##### Extracted information #####

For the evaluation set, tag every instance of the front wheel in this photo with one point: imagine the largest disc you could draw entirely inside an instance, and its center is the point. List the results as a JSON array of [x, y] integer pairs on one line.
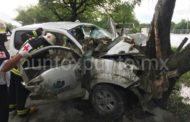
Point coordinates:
[[108, 101]]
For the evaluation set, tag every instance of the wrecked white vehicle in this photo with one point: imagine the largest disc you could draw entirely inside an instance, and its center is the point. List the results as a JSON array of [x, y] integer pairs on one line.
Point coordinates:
[[80, 67]]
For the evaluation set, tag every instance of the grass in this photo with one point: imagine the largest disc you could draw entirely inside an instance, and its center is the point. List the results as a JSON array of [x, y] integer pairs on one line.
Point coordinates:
[[175, 104]]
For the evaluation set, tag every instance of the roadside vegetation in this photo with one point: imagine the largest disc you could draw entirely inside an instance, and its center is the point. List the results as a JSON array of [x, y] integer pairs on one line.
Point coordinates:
[[176, 104]]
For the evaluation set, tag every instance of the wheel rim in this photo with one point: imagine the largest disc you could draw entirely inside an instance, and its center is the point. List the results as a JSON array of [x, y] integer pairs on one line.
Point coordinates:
[[105, 101]]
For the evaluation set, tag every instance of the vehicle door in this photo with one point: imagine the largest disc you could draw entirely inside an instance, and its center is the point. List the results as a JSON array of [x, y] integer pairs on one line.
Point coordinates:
[[51, 70]]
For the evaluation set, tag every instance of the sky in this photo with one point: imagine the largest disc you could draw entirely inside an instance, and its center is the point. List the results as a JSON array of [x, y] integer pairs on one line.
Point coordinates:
[[143, 13]]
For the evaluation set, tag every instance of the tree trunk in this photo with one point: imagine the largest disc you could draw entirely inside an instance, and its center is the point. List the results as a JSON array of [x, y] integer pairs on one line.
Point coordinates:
[[158, 44], [159, 36]]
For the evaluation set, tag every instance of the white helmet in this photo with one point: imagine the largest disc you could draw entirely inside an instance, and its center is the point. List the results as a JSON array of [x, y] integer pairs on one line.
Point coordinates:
[[50, 38], [2, 27]]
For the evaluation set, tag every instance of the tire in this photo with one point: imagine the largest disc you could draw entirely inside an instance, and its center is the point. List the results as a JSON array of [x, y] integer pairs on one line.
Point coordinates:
[[108, 101]]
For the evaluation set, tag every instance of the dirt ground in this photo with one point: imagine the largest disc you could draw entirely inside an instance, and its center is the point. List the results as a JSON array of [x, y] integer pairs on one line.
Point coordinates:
[[81, 111]]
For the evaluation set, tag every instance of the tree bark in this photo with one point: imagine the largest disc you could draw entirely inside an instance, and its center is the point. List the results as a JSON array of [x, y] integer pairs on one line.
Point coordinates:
[[158, 44]]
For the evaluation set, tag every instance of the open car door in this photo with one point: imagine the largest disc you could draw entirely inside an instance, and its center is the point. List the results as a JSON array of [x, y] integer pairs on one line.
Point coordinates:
[[50, 71]]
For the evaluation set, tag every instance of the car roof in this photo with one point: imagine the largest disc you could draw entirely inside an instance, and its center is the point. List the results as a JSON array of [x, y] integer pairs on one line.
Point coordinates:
[[55, 25]]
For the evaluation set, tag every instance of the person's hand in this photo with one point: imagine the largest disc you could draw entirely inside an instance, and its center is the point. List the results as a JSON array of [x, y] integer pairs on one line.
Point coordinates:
[[3, 74]]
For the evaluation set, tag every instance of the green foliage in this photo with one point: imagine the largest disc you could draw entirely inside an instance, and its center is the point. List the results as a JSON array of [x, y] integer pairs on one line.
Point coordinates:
[[185, 78], [176, 106], [93, 11], [35, 14]]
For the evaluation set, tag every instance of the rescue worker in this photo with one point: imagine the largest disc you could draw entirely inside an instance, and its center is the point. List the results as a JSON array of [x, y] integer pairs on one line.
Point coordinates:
[[4, 76], [17, 92]]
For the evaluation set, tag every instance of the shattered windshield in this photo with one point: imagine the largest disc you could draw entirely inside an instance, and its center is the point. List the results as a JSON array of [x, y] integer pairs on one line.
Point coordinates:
[[84, 31]]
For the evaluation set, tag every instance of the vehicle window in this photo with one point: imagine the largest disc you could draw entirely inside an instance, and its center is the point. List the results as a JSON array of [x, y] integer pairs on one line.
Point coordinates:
[[17, 38], [47, 59], [96, 33], [63, 40]]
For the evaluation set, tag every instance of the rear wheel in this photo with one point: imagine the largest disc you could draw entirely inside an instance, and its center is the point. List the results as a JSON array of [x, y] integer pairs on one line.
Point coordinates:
[[108, 101]]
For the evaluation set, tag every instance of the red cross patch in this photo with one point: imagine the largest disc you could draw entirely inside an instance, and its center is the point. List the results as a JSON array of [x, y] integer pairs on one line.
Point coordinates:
[[2, 54]]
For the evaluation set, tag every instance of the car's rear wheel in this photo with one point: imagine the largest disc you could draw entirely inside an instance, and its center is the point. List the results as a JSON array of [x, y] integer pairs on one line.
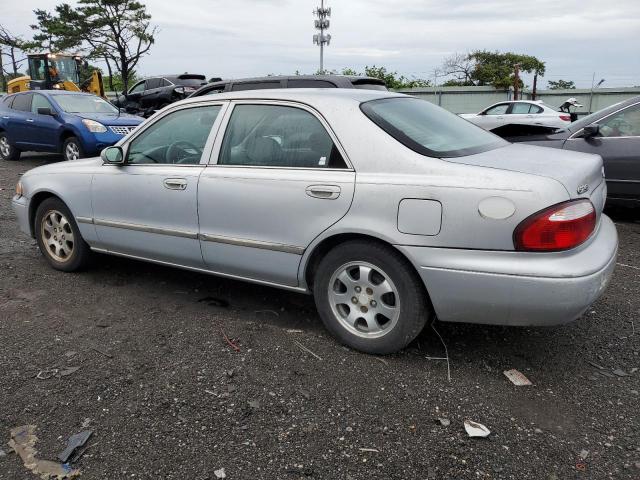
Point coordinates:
[[8, 152], [59, 237], [72, 149], [370, 297]]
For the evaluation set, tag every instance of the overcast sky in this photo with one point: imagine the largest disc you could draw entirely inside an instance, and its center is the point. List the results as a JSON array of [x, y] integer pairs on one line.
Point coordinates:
[[257, 37]]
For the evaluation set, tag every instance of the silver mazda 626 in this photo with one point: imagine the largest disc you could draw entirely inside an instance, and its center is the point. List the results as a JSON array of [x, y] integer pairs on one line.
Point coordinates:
[[388, 209]]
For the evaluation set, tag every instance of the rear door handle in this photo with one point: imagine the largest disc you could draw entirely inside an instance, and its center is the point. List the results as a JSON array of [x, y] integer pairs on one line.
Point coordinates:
[[325, 192], [175, 183]]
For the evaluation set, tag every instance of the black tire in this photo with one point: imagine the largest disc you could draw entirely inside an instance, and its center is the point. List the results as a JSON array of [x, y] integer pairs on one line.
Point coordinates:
[[72, 149], [76, 253], [7, 151], [414, 307]]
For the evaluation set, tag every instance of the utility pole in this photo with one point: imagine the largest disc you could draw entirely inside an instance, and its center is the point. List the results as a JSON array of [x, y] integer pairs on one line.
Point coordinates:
[[516, 80], [322, 24]]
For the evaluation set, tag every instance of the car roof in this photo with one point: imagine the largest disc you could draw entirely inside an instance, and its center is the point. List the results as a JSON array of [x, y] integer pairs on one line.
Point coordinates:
[[316, 97]]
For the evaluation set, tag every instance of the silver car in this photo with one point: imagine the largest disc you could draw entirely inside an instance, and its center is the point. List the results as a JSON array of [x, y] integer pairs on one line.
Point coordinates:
[[390, 210]]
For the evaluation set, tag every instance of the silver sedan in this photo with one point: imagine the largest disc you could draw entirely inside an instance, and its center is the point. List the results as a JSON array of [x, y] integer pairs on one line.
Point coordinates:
[[390, 210]]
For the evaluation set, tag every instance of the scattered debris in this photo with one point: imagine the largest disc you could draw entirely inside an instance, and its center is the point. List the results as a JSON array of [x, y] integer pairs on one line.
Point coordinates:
[[517, 378], [382, 361], [214, 302], [445, 422], [75, 441], [231, 344], [475, 429], [108, 355], [23, 441], [306, 349]]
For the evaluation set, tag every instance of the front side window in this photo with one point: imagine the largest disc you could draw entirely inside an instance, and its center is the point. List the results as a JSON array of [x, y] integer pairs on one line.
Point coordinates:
[[625, 123], [520, 108], [498, 109], [278, 136], [137, 88], [39, 101], [177, 138], [428, 129], [71, 103]]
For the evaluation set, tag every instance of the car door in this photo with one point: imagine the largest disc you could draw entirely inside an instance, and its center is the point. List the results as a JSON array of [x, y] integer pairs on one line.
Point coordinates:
[[279, 178], [493, 117], [19, 121], [619, 145], [44, 128], [148, 207]]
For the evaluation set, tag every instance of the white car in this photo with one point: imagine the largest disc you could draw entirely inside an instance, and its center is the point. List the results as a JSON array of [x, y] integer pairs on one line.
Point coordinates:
[[519, 112]]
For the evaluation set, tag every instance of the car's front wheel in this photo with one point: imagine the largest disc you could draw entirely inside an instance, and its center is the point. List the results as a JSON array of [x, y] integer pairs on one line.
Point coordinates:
[[72, 149], [59, 237], [370, 297], [8, 152]]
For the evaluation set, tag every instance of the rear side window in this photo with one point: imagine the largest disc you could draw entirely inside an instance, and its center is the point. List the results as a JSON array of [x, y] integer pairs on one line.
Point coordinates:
[[278, 136], [428, 129], [39, 101], [305, 83], [153, 83], [255, 86], [22, 102]]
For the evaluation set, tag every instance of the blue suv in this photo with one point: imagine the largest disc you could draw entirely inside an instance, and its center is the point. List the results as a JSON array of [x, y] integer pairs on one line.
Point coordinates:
[[72, 123]]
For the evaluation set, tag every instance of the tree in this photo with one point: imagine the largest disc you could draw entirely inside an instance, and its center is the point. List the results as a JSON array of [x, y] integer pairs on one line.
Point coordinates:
[[460, 66], [117, 32], [392, 80], [561, 85]]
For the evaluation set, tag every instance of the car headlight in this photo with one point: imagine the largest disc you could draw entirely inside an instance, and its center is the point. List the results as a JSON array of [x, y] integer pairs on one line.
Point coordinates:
[[93, 126]]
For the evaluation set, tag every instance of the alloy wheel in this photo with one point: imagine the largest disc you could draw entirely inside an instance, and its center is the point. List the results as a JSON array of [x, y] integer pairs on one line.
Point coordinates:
[[364, 299], [57, 236]]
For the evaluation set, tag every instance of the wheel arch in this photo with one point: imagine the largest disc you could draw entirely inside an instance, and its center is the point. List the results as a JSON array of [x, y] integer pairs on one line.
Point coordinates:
[[328, 243]]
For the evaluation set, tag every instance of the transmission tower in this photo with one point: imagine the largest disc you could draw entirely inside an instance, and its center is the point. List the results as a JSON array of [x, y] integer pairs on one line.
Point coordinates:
[[322, 24]]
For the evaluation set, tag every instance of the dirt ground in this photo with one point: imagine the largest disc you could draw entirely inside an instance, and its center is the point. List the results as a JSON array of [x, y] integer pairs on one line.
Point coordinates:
[[167, 397]]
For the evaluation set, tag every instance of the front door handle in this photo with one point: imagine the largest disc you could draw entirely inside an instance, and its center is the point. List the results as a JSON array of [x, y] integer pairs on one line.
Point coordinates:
[[175, 183], [325, 192]]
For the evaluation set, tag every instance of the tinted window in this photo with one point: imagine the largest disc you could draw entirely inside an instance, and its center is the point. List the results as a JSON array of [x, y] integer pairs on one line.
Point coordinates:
[[498, 109], [622, 124], [255, 85], [177, 138], [428, 129], [137, 88], [22, 102], [295, 83], [153, 83], [276, 136], [520, 108], [39, 101]]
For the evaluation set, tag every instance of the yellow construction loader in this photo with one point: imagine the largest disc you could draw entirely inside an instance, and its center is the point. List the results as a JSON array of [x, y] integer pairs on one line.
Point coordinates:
[[57, 71]]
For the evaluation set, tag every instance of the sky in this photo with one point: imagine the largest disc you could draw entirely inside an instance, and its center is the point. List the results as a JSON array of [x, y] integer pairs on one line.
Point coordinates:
[[243, 38]]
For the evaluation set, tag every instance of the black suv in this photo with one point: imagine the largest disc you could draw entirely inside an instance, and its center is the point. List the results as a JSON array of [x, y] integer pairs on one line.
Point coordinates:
[[152, 94], [294, 81]]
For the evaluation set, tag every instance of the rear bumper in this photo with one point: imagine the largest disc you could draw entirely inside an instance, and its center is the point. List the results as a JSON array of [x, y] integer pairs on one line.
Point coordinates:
[[517, 288], [21, 209]]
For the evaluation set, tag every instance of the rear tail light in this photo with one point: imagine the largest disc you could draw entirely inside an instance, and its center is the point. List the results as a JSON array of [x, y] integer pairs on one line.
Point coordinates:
[[560, 227]]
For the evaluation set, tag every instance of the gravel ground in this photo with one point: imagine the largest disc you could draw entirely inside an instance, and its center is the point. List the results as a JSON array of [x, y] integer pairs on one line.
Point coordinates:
[[167, 397]]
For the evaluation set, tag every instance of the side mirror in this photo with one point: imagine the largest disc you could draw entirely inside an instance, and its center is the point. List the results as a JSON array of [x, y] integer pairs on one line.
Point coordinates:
[[591, 131], [112, 156]]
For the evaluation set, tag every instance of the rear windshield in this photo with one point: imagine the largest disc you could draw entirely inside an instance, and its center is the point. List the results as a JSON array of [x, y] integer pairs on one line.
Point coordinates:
[[428, 129]]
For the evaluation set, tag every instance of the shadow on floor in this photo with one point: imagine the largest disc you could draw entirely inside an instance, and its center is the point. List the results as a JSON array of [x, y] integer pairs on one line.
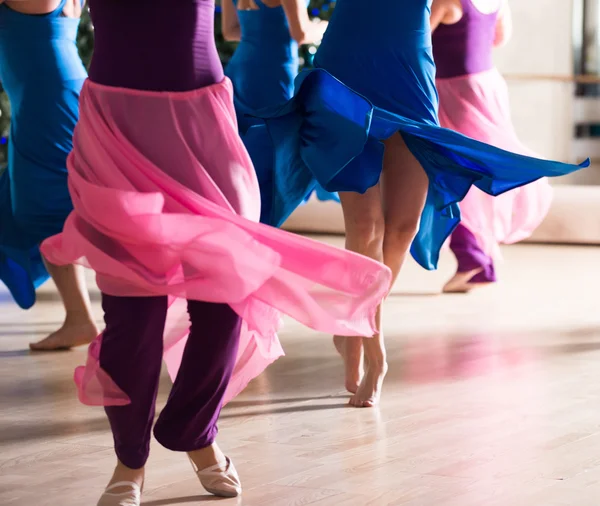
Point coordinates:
[[182, 500]]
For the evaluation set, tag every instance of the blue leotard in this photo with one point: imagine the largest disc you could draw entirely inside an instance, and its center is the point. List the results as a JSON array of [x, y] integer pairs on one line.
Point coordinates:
[[42, 73], [262, 70], [375, 76], [265, 63]]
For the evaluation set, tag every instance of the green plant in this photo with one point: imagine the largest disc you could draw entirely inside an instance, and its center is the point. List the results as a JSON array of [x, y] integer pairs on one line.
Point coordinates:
[[85, 44]]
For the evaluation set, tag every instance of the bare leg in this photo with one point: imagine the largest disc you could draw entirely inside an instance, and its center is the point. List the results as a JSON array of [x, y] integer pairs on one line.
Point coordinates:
[[363, 218], [79, 327], [404, 187]]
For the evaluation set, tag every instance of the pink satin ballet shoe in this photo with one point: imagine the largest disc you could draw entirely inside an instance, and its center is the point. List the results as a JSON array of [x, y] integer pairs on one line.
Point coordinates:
[[221, 479], [131, 497]]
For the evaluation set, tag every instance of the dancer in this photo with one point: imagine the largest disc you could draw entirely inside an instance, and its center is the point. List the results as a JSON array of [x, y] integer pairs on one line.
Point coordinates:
[[265, 63], [166, 208], [42, 73], [474, 101], [364, 123]]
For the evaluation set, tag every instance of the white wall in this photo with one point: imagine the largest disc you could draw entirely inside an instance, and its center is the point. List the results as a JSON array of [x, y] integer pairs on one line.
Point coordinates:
[[541, 44]]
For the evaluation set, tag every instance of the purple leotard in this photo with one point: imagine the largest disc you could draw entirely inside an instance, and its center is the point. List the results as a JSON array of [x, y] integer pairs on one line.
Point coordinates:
[[154, 45], [465, 47]]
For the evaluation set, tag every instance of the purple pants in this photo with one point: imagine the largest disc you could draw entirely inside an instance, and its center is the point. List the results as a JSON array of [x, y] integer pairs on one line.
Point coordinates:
[[131, 353], [470, 256]]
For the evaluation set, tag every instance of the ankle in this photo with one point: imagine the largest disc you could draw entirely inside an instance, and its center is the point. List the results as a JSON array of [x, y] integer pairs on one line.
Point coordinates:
[[377, 364], [124, 473], [78, 318], [207, 456]]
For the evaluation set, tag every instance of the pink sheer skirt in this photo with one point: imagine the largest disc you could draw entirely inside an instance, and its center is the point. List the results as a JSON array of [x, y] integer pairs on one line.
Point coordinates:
[[167, 202], [477, 106]]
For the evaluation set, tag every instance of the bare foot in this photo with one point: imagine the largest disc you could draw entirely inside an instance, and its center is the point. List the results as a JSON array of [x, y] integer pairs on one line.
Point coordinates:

#####

#### [Work required]
Copy word for word the lines from the one containing "For the evaluation set, tag every instance of the tire" through the one containing "[[81, 111]]", including both of those.

#### [Response]
For the evaluation set, tag every instance of the tire in this photo with one point: imagine the largest disc you could draw entirely inside an instance, and its center is the point. List the results as a JSON array of [x, y] integer pairs on one line.
Point coordinates:
[[108, 101]]
For the evaluation set, tag every instance of the dirt ground in this photo with one point: imagine the largest disc you could draw entirely inside an instance, and its center is the point. List the results as a JSON array of [x, y] integer pairs on one line.
Point coordinates:
[[81, 111]]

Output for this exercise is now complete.